*** Page excerpt ***

Andrew Lansley added:
“This mustn’t detract from the hard work put in by frontline staff everyday in South London. It would not be fair to those staff to let the Trust continue as it has been and we are committed to preserving the high quality of care that their patients have come to expect.
“Matthew has extensive senior leadership and management experience within the NHS at board level in acute hospitals, and as a former Chief Executive in a high performing NHS Foundation Trust. I am confident that with the regime I am enacting today in place, and working extensively with clinicians, health service leaders, patients and local people, Matthew will have the tools and framework in place to find a long-term satisfactory solution for the people of south east London.”
On his appointment as the Trust Special Administrator at South London Healthcare NHS Trust, Matthew Kershaw said:
“My priority is to work with staff, patients, the public and all those involved in healthcare services in the south east London area to maintain high quality, effective services during the running of the Unsustainable Provider Regime. This means developing recommendations that ensure that people in south east London can access high quality, safe, and financially sustainable NHS services for the long-term. Together we will need to think differently, be bold and accept that change needs to happen. The status quo is not sustainable.
“There have been some recent improvements in clinical standards at the Trust but these are not being delivered within budget. The Trust is overspending by £1.3 million each week, meaning vital resources are being diverted away from other services and communities - this is not acceptable or fair. Patients and taxpayers deserve more than this. I am committed to the NHS and committed to ensuring patients and tax-payers both get a good deal in south east London.”

*** End of Page excerpt ***
*** Recorded data ***

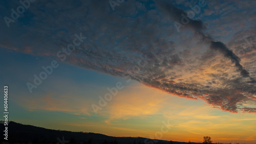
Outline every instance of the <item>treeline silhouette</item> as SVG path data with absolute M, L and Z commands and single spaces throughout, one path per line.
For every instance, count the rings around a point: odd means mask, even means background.
M 0 129 L 4 130 L 3 122 L 0 121 Z M 4 139 L 3 130 L 1 143 L 53 143 L 53 144 L 187 144 L 188 142 L 147 139 L 136 137 L 114 137 L 102 134 L 83 132 L 55 130 L 25 125 L 14 122 L 8 124 L 8 140 Z M 64 141 L 63 141 L 64 140 Z M 147 143 L 145 143 L 146 141 Z M 197 144 L 190 142 L 189 143 Z M 220 144 L 221 143 L 219 143 Z

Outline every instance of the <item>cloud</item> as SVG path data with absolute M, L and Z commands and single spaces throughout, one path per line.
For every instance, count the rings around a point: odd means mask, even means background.
M 256 12 L 241 13 L 253 10 L 252 5 L 232 3 L 239 8 L 228 7 L 228 2 L 216 5 L 214 11 L 220 14 L 216 17 L 189 19 L 177 33 L 173 23 L 180 22 L 186 12 L 162 1 L 129 1 L 114 11 L 104 1 L 37 2 L 3 30 L 0 46 L 60 61 L 56 54 L 73 42 L 75 34 L 81 33 L 88 38 L 63 62 L 113 76 L 124 75 L 170 94 L 203 100 L 225 111 L 255 113 L 253 106 L 245 107 L 256 105 L 255 55 L 238 53 L 242 42 L 235 38 L 243 32 L 250 34 L 248 37 L 254 34 L 244 30 L 245 23 L 238 22 L 234 15 L 245 15 L 254 23 Z M 10 2 L 5 5 L 8 7 L 3 7 L 3 16 L 10 15 L 7 8 L 16 6 Z M 6 26 L 4 22 L 1 28 Z M 226 27 L 229 25 L 234 32 Z M 225 36 L 220 34 L 224 30 Z M 254 54 L 254 45 L 251 46 Z

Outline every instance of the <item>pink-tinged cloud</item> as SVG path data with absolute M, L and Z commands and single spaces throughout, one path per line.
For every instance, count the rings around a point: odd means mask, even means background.
M 250 39 L 256 37 L 256 2 L 218 6 L 211 1 L 207 5 L 216 7 L 202 9 L 216 17 L 188 19 L 180 32 L 174 22 L 182 22 L 185 11 L 164 1 L 152 2 L 129 1 L 113 12 L 104 1 L 38 2 L 23 25 L 20 19 L 3 30 L 0 44 L 203 100 L 225 111 L 255 112 L 256 42 Z M 238 8 L 225 6 L 228 3 Z M 62 48 L 73 43 L 75 34 L 87 39 L 65 54 Z

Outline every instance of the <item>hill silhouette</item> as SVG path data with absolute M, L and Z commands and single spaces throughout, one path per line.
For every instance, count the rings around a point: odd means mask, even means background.
M 5 126 L 3 122 L 0 128 Z M 146 138 L 131 137 L 114 137 L 102 134 L 83 132 L 71 132 L 46 129 L 31 125 L 23 125 L 11 121 L 8 124 L 8 140 L 3 138 L 2 131 L 2 143 L 84 143 L 84 144 L 143 144 Z M 63 138 L 63 139 L 62 139 Z M 67 141 L 63 141 L 65 140 Z M 186 144 L 187 142 L 149 139 L 147 144 Z M 150 142 L 151 141 L 151 142 Z

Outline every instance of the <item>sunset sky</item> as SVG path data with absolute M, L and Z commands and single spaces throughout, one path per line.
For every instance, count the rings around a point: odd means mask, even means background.
M 10 21 L 22 4 L 0 2 L 9 120 L 114 136 L 256 143 L 255 1 L 26 5 Z M 167 132 L 156 134 L 163 126 Z

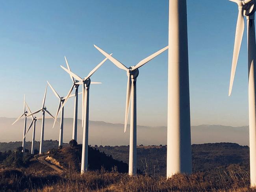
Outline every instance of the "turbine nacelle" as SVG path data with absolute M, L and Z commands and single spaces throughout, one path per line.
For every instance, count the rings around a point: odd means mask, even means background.
M 139 76 L 139 69 L 136 69 L 135 70 L 132 71 L 131 69 L 132 68 L 132 66 L 130 67 L 129 68 L 130 69 L 129 70 L 127 70 L 127 76 L 129 77 L 130 75 L 131 79 L 135 80 L 138 77 L 138 76 Z

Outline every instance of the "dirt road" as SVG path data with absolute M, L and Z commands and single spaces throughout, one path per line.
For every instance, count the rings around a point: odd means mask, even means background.
M 50 167 L 51 168 L 52 168 L 52 169 L 54 169 L 57 172 L 60 173 L 62 173 L 63 172 L 63 170 L 62 169 L 60 168 L 58 166 L 56 166 L 56 165 L 52 164 L 51 163 L 50 163 L 49 162 L 48 162 L 47 161 L 46 161 L 45 160 L 45 159 L 46 157 L 47 157 L 48 156 L 48 155 L 45 155 L 43 156 L 39 157 L 37 157 L 37 159 L 38 161 L 39 161 L 41 163 L 43 163 L 43 164 L 44 164 L 45 165 L 47 165 L 47 166 Z

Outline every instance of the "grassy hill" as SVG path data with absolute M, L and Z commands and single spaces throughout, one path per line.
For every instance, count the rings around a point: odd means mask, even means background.
M 111 155 L 113 158 L 128 163 L 129 146 L 95 147 Z M 138 168 L 145 174 L 164 176 L 166 173 L 166 146 L 139 146 L 137 148 Z M 193 172 L 238 165 L 249 170 L 249 148 L 231 143 L 208 143 L 192 145 Z
M 250 188 L 247 146 L 228 143 L 193 145 L 193 173 L 177 174 L 168 180 L 165 177 L 165 146 L 138 146 L 138 161 L 141 162 L 139 168 L 143 174 L 132 177 L 126 173 L 128 146 L 89 147 L 90 171 L 81 175 L 81 145 L 66 146 L 52 149 L 48 153 L 63 167 L 63 173 L 33 158 L 24 164 L 22 155 L 16 152 L 16 161 L 21 165 L 16 164 L 14 168 L 13 161 L 10 168 L 0 167 L 0 191 L 256 191 Z M 8 161 L 13 160 L 14 153 L 11 153 Z
M 30 142 L 27 142 L 27 148 L 30 148 Z M 44 142 L 45 151 L 52 148 L 57 148 L 58 142 L 56 140 L 46 140 Z M 21 142 L 10 142 L 9 143 L 0 142 L 0 151 L 12 150 L 21 145 Z M 36 148 L 39 148 L 39 142 L 36 142 Z M 64 144 L 63 146 L 69 146 Z M 113 159 L 128 163 L 128 146 L 100 146 L 93 147 L 96 150 L 104 153 Z M 89 148 L 89 161 L 90 162 L 98 161 L 100 159 L 98 157 L 95 159 L 90 155 L 92 152 Z M 74 168 L 79 170 L 81 161 L 81 154 L 78 152 L 80 149 L 76 149 L 71 150 L 69 148 L 63 148 L 55 155 L 56 159 L 62 163 L 68 165 L 76 162 Z M 76 154 L 74 154 L 75 151 Z M 249 170 L 249 148 L 248 146 L 241 146 L 238 144 L 231 143 L 208 143 L 192 145 L 192 168 L 193 172 L 198 171 L 206 171 L 219 168 L 219 169 L 226 170 L 230 166 L 239 166 L 243 171 Z M 152 176 L 165 175 L 166 172 L 166 146 L 138 146 L 137 148 L 137 168 L 145 175 Z M 73 155 L 72 157 L 69 157 Z M 94 155 L 99 155 L 96 154 Z M 66 156 L 68 155 L 68 156 Z M 95 156 L 96 157 L 96 156 Z M 97 156 L 98 157 L 98 156 Z M 72 161 L 72 159 L 73 160 Z M 99 168 L 99 167 L 98 167 Z M 100 168 L 100 167 L 99 167 Z

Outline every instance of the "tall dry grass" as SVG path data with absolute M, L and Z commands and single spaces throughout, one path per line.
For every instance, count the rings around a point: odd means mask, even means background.
M 177 174 L 167 180 L 138 175 L 107 172 L 104 170 L 59 175 L 54 172 L 18 170 L 0 171 L 0 190 L 33 192 L 256 191 L 250 188 L 246 173 L 223 172 L 214 176 L 200 172 Z

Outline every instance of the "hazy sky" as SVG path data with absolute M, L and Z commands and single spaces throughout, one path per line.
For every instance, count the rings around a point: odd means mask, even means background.
M 59 66 L 65 55 L 71 70 L 84 77 L 104 58 L 93 44 L 128 66 L 167 45 L 168 2 L 2 1 L 0 116 L 19 116 L 24 94 L 32 110 L 38 109 L 46 80 L 66 95 L 71 81 Z M 187 2 L 191 124 L 248 125 L 246 31 L 228 96 L 237 6 L 228 0 Z M 167 125 L 167 51 L 140 68 L 139 124 Z M 91 79 L 102 84 L 91 86 L 90 120 L 123 123 L 126 72 L 108 61 Z M 46 105 L 52 114 L 58 102 L 48 89 Z M 72 117 L 73 106 L 70 99 L 66 117 Z

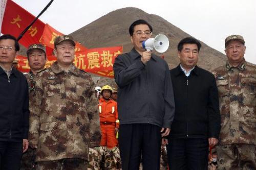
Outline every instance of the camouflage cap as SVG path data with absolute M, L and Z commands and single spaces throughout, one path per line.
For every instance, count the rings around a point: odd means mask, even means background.
M 76 45 L 75 41 L 74 41 L 73 37 L 69 35 L 61 35 L 57 36 L 54 39 L 54 48 L 56 48 L 56 46 L 59 44 L 60 42 L 64 41 L 70 41 L 74 46 Z
M 230 35 L 225 39 L 225 46 L 226 46 L 228 42 L 232 40 L 238 40 L 242 42 L 244 45 L 244 38 L 239 35 Z
M 16 59 L 14 59 L 12 62 L 13 64 L 18 64 L 18 61 Z
M 28 56 L 29 53 L 32 50 L 34 49 L 41 50 L 46 55 L 46 50 L 45 45 L 41 44 L 32 44 L 29 45 L 29 47 L 28 48 L 28 50 L 27 50 L 27 55 Z

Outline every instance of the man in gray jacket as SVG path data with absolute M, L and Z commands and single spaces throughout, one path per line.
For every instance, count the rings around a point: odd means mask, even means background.
M 141 155 L 143 169 L 159 169 L 161 137 L 169 134 L 174 116 L 168 65 L 142 47 L 152 31 L 144 20 L 133 22 L 129 32 L 134 47 L 114 64 L 123 170 L 138 169 Z

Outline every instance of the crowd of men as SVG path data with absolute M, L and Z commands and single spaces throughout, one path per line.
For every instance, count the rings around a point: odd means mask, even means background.
M 197 65 L 199 41 L 183 38 L 169 70 L 142 47 L 150 24 L 129 31 L 134 47 L 113 66 L 118 89 L 95 88 L 73 64 L 71 36 L 55 38 L 46 69 L 45 47 L 30 45 L 25 75 L 13 63 L 16 39 L 0 37 L 0 169 L 158 170 L 161 155 L 171 170 L 256 169 L 256 65 L 243 37 L 226 38 L 226 64 L 212 72 Z

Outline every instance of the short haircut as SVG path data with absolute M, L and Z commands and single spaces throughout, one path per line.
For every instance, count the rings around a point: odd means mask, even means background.
M 146 21 L 144 19 L 139 19 L 133 22 L 133 23 L 132 23 L 131 26 L 130 26 L 129 33 L 131 36 L 133 35 L 133 32 L 134 31 L 134 27 L 136 26 L 139 25 L 141 24 L 147 25 L 147 26 L 148 26 L 148 28 L 150 28 L 150 31 L 151 32 L 153 31 L 153 29 L 152 28 L 152 26 L 151 26 L 150 24 L 149 24 L 147 21 Z
M 199 41 L 194 37 L 188 37 L 182 39 L 180 40 L 179 44 L 178 44 L 178 51 L 181 52 L 181 50 L 183 48 L 183 45 L 184 44 L 196 44 L 197 45 L 197 48 L 198 49 L 198 52 L 200 51 L 201 46 L 202 45 L 201 44 Z
M 15 37 L 10 34 L 4 34 L 0 37 L 0 41 L 3 39 L 12 39 L 15 41 L 15 51 L 16 52 L 19 51 L 19 44 L 18 44 L 17 39 Z

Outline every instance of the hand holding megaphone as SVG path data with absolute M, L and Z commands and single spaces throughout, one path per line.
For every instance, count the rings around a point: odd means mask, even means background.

*** End of Recorded data ***

Questions:
A: According to the passage on South London Healthcare NHS Trust, how much is the Trust overspending each week?
B: Carry on the passage on South London Healthcare NHS Trust from its final sentence.
This data was taken from a different source than the passage.

Task answers:
A: £1.3 million each week.

B:
Notes to Editors:
1. Mathew Kershaw is currently National Director for Provider Delivery at the Department of Health, on secondment from his substantive post as Chief Executive Officer at Salisbury NHS Foundation Trust. He has worked in the NHS since 1993, latterly in key senior leadership roles in acute trusts and in national policy development and implementation for the Department of Health. In particular, he has led work supporting NHS trusts become organisations providing sustainable high quality services to patients efficiently and therefore, achieve FT status.
2. As Trust Special Administrator Matthew Kershaw is accountable to the Secretary of State for Health and will become the Accountable Officer for South London Healthcare NHS Trust from Monday 16 July. He will assume the duties and responsibilities of the Board which is automatically suspended on enactment of the Unsustainable Provider Regime. Board duties and responsibilities transfer from Monday 16 July 2012.
3. The use of the term ‘Trust Special Administrator’ as set out in the legislation for UPR in the Health and Social Care Act of 2006, does not equate to the role of a legal Administrator outside of the NHS. The trust is not ‘in administration’ and insolvency legislation is not applicable to NHS Trusts. It will continue to provide services and treatment to patients in South East London as now - business as usual prevails.
4. The legal timeframe for the UPR at South London Healthcare Trust will be: an initial 75 working day phase developing recommendations and drafting a report; a 30 working day public consultation period on that report and its recommendations; followed by a 15 day period to finalise the report of recommendations for the Secretary of State for Health. The Secretary of State then has 20 working days to consider the report and make a decision on the way services will be delivered in the future.